◆ **Instructions for the task**
Reproduce the stretch of data from the line containing "For the benchmark, mark every instance of the sepia" through the end of the data, with both ends included. Multiply only the answer coordinates by 1.05 and round each to a whole number, rounding halves up, while leaving every other line unchanged.

Saved entries:
########

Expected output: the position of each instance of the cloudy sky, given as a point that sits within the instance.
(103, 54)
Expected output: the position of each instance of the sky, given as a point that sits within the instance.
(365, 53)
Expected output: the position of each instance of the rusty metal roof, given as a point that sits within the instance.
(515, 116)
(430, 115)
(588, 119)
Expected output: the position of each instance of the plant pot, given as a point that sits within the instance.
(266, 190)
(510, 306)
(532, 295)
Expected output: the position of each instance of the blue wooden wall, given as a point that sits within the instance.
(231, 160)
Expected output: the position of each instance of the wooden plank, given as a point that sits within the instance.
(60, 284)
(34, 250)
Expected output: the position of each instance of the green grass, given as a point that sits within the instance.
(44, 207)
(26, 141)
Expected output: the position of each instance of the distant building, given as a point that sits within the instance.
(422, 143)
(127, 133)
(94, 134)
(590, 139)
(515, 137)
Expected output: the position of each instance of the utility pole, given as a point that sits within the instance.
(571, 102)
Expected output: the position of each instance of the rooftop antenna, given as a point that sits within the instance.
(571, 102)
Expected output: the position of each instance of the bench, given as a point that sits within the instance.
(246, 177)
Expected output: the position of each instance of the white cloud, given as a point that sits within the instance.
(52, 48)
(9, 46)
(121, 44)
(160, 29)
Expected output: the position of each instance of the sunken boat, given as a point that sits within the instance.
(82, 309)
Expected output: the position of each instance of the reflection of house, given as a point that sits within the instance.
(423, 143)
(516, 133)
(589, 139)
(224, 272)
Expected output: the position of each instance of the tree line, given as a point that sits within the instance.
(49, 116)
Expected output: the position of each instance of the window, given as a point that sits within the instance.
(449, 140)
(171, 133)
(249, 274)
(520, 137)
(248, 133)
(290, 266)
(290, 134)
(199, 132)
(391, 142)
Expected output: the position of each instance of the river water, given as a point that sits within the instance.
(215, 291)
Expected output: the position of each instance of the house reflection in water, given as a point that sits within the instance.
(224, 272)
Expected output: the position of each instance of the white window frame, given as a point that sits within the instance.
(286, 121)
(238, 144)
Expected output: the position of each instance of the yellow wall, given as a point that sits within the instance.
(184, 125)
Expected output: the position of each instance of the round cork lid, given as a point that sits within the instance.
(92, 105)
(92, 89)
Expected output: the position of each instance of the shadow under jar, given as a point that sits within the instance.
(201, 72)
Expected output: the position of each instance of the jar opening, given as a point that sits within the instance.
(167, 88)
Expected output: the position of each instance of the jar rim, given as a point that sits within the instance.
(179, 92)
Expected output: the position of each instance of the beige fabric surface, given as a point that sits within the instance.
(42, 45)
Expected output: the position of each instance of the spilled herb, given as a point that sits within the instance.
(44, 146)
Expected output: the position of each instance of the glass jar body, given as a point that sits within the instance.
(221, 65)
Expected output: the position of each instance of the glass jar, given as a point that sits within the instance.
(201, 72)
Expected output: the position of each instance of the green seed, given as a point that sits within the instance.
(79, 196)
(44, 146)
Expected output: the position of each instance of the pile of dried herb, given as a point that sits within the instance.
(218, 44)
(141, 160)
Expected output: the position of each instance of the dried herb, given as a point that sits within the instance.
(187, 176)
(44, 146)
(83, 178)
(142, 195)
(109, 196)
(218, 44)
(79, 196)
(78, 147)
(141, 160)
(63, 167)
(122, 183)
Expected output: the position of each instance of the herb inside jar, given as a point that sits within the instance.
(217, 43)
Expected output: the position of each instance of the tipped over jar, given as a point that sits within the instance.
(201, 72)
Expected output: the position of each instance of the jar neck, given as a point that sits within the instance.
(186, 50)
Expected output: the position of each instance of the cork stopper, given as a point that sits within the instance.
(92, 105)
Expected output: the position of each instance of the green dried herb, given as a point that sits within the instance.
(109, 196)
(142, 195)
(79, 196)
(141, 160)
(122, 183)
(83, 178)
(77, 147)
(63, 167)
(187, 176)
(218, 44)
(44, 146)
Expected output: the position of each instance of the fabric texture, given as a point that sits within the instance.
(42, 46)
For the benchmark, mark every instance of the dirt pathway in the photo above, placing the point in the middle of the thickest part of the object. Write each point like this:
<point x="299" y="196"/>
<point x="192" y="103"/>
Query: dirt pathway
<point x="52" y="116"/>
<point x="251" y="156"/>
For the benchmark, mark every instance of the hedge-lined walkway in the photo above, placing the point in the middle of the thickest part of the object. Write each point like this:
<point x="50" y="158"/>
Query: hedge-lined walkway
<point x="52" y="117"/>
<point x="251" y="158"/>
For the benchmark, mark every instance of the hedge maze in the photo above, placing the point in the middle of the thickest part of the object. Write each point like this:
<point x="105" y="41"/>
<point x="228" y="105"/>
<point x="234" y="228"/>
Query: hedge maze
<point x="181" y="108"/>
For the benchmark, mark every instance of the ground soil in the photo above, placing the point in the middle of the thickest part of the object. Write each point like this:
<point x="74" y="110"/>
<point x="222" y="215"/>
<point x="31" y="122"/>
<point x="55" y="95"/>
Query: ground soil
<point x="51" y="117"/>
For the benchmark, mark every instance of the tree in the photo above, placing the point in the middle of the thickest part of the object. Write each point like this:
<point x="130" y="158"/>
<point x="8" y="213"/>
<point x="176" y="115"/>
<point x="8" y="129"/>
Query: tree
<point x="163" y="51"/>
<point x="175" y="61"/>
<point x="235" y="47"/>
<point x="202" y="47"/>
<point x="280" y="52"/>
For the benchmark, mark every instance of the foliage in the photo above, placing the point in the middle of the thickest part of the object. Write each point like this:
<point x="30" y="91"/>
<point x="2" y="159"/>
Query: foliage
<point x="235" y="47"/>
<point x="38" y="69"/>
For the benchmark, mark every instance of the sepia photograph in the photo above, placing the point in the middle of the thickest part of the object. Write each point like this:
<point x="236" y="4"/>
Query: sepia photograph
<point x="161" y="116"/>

########

◆ **Solution**
For the benchmark, mark every instance of the sepia photograph in the photo above, placing the point in the middle of the thickest part of the object. Write each point like this:
<point x="236" y="4"/>
Query: sepia photograph
<point x="169" y="122"/>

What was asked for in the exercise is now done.